◆ **Exercise instructions**
Repeat each line, word for word, from the one containing "Please locate the pink" through the last line of the entries, and include no other output.

Entries taken from a collection:
----
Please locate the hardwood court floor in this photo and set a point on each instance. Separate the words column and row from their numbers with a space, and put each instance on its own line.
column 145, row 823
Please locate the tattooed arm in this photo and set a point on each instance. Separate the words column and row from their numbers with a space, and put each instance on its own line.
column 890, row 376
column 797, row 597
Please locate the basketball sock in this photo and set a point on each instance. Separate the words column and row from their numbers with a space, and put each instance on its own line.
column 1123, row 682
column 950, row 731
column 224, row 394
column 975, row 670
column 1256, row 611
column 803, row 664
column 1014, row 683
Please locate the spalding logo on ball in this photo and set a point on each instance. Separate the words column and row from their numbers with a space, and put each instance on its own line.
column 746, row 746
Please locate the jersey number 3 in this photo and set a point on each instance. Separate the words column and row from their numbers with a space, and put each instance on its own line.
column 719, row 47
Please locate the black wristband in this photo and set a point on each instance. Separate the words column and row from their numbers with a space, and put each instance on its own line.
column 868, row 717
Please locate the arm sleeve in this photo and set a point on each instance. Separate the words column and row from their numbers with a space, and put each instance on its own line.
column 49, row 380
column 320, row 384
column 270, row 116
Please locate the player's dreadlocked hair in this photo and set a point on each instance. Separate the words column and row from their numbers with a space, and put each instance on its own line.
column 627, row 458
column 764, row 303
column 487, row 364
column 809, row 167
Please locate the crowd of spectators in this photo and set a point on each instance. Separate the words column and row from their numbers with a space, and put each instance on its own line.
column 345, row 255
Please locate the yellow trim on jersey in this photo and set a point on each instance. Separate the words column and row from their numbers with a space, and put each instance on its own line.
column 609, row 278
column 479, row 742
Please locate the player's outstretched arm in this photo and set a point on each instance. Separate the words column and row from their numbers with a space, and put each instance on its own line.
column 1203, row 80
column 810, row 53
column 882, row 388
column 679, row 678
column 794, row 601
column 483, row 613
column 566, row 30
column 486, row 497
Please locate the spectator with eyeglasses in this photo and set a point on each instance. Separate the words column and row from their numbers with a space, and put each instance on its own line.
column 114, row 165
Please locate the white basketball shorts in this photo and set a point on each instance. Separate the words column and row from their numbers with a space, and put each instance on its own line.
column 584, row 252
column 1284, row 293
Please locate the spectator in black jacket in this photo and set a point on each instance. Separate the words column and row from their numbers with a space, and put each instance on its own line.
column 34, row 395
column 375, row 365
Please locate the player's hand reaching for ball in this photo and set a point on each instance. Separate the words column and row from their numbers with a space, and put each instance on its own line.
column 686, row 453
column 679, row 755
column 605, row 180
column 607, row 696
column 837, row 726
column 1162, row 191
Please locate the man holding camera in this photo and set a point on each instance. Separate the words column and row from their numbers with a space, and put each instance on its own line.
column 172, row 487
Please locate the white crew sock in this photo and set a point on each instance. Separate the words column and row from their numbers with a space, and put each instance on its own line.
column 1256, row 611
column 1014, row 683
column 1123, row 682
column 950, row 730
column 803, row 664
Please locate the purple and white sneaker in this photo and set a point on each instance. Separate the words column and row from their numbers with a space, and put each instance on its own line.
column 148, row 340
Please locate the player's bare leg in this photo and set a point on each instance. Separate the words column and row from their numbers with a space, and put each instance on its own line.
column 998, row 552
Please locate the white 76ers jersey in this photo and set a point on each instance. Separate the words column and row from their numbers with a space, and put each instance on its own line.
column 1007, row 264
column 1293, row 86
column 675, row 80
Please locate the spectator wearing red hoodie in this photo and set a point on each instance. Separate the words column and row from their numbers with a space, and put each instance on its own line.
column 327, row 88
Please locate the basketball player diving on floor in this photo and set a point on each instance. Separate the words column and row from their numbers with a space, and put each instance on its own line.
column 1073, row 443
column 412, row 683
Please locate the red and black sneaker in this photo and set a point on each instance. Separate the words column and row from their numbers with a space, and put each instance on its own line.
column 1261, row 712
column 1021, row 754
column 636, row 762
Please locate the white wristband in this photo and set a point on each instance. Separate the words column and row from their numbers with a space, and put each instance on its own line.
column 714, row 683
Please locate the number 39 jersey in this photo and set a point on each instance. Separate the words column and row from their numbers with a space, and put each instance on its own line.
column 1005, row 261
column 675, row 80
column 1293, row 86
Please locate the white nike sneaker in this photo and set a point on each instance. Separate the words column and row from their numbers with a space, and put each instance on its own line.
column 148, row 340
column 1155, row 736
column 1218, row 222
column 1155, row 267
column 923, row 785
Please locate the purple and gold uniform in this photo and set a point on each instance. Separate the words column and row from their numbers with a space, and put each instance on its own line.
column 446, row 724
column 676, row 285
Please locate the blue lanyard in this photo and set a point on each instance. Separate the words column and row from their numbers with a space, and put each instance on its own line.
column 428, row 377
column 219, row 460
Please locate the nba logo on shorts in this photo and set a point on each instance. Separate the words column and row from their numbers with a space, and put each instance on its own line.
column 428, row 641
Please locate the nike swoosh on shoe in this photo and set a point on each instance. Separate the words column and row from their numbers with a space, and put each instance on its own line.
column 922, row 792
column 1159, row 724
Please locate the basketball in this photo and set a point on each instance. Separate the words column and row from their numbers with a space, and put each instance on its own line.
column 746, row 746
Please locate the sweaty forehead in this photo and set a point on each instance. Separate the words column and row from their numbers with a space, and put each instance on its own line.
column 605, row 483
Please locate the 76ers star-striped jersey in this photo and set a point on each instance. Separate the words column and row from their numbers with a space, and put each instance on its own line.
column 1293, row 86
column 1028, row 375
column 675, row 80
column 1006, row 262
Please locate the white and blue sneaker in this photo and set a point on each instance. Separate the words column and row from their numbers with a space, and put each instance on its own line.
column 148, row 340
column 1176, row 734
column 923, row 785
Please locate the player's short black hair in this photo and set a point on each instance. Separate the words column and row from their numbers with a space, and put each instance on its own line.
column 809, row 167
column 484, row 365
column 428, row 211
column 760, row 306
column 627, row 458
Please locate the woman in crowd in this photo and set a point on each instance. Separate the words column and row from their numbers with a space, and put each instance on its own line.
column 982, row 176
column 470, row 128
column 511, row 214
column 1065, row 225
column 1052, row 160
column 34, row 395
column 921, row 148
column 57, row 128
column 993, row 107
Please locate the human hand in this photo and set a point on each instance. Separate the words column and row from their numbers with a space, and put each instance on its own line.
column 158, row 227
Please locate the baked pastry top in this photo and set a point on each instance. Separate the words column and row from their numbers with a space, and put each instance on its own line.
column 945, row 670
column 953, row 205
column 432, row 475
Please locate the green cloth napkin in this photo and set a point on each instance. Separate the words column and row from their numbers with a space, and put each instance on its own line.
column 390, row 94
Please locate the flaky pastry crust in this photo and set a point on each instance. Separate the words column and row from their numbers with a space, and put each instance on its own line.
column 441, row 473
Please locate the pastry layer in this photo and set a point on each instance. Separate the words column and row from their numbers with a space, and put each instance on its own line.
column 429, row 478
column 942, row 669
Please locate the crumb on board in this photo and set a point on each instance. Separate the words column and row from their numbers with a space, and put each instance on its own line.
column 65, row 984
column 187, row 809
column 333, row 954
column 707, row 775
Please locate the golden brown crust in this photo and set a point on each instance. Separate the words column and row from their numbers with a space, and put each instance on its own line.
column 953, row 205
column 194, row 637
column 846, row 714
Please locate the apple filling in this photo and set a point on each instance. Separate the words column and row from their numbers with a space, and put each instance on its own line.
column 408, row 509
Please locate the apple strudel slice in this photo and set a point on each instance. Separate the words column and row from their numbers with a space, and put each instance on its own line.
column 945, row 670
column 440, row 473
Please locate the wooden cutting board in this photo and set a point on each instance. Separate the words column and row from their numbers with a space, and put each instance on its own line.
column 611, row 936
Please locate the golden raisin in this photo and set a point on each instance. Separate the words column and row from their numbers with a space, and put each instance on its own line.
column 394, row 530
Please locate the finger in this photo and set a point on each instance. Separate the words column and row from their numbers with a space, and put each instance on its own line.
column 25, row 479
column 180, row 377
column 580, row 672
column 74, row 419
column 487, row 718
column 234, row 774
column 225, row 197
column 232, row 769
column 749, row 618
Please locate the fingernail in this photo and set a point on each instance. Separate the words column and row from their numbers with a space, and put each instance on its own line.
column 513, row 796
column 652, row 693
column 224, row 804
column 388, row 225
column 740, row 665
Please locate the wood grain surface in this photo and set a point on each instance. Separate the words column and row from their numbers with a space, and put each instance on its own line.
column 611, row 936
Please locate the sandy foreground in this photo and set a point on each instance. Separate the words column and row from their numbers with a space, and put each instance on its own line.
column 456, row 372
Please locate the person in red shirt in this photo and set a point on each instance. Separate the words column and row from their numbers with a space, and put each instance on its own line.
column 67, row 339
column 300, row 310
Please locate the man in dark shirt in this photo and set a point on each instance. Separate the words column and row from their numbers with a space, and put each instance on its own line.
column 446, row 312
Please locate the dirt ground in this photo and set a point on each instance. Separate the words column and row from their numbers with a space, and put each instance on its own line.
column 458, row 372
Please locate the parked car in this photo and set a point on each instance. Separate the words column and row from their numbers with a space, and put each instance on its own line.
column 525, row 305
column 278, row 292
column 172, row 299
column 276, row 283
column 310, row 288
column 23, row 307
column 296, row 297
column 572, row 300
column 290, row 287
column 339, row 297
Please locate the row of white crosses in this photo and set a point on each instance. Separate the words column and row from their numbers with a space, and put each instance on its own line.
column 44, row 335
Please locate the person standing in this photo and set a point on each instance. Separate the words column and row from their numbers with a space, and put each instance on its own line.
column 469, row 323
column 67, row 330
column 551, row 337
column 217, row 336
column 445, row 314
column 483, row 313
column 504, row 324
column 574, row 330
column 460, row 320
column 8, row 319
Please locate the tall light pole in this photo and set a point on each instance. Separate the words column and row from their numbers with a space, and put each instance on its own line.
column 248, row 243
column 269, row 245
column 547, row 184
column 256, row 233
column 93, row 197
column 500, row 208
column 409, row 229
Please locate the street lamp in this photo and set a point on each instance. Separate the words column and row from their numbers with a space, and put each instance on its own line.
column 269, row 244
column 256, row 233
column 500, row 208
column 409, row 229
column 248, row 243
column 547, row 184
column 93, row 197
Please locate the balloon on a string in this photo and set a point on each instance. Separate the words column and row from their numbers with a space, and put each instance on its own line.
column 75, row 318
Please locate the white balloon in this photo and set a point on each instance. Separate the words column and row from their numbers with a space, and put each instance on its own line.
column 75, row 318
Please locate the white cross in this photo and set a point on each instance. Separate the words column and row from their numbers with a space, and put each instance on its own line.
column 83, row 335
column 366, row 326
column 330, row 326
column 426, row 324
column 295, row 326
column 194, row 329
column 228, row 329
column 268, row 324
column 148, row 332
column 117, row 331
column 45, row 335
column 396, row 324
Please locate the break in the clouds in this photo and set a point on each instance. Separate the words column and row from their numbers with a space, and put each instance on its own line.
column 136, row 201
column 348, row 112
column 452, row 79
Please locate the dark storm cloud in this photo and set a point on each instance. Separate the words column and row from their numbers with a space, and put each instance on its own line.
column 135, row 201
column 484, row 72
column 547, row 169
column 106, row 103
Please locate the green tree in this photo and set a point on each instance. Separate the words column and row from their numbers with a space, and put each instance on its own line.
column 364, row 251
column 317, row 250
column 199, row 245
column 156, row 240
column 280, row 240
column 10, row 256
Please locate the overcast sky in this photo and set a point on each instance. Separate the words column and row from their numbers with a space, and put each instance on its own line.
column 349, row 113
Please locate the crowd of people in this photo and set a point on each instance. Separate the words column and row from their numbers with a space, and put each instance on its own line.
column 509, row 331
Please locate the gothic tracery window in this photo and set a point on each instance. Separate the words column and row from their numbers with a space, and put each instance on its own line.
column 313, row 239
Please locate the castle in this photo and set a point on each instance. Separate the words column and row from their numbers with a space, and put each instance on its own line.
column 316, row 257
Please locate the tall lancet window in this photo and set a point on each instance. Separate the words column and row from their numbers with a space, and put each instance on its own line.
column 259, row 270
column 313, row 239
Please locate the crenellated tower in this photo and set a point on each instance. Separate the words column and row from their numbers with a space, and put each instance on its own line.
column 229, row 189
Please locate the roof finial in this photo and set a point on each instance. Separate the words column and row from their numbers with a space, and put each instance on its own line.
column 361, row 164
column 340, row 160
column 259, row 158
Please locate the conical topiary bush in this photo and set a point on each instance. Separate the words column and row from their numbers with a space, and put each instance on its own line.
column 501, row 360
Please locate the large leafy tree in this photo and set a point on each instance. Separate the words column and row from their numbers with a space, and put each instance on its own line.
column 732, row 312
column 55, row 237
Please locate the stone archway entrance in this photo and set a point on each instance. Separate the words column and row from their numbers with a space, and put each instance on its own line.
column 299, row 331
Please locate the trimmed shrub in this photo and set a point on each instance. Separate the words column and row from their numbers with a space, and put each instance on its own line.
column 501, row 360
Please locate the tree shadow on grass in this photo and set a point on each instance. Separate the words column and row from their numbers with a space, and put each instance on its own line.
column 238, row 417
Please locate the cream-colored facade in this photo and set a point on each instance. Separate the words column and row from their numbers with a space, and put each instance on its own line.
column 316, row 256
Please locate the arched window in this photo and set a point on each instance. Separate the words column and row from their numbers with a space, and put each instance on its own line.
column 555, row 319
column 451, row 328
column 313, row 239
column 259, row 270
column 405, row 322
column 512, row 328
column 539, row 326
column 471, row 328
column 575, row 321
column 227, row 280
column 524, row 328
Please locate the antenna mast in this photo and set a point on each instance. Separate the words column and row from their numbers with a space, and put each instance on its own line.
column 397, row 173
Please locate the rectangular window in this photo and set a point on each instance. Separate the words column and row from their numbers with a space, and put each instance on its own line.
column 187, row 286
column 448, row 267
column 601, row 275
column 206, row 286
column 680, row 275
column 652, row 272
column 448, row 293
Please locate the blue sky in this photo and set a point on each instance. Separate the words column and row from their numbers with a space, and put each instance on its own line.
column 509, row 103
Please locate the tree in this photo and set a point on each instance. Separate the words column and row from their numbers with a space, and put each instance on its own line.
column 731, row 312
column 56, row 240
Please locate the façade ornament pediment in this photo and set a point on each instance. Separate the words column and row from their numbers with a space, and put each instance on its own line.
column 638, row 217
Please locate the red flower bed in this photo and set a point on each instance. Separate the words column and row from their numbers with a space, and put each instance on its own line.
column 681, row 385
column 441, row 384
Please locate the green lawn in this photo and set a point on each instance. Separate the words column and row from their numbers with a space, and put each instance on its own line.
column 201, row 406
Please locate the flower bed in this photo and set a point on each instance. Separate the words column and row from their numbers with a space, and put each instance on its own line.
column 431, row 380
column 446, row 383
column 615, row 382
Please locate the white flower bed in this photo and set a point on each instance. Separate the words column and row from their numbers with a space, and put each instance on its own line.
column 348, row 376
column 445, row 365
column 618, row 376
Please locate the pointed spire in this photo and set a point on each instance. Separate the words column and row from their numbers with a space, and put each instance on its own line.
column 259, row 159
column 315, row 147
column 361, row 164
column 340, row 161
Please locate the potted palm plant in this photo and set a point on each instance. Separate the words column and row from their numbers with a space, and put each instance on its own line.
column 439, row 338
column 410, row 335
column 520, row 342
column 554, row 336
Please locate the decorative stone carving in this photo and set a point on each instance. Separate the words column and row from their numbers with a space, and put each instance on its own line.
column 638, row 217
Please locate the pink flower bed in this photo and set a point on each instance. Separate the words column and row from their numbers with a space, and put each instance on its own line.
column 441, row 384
----
◆ **Answer section**
Please locate the pink flower bed in this photo and set a point on each instance. Separate the words column and row from their numbers with a space, and put each instance on its own line.
column 441, row 384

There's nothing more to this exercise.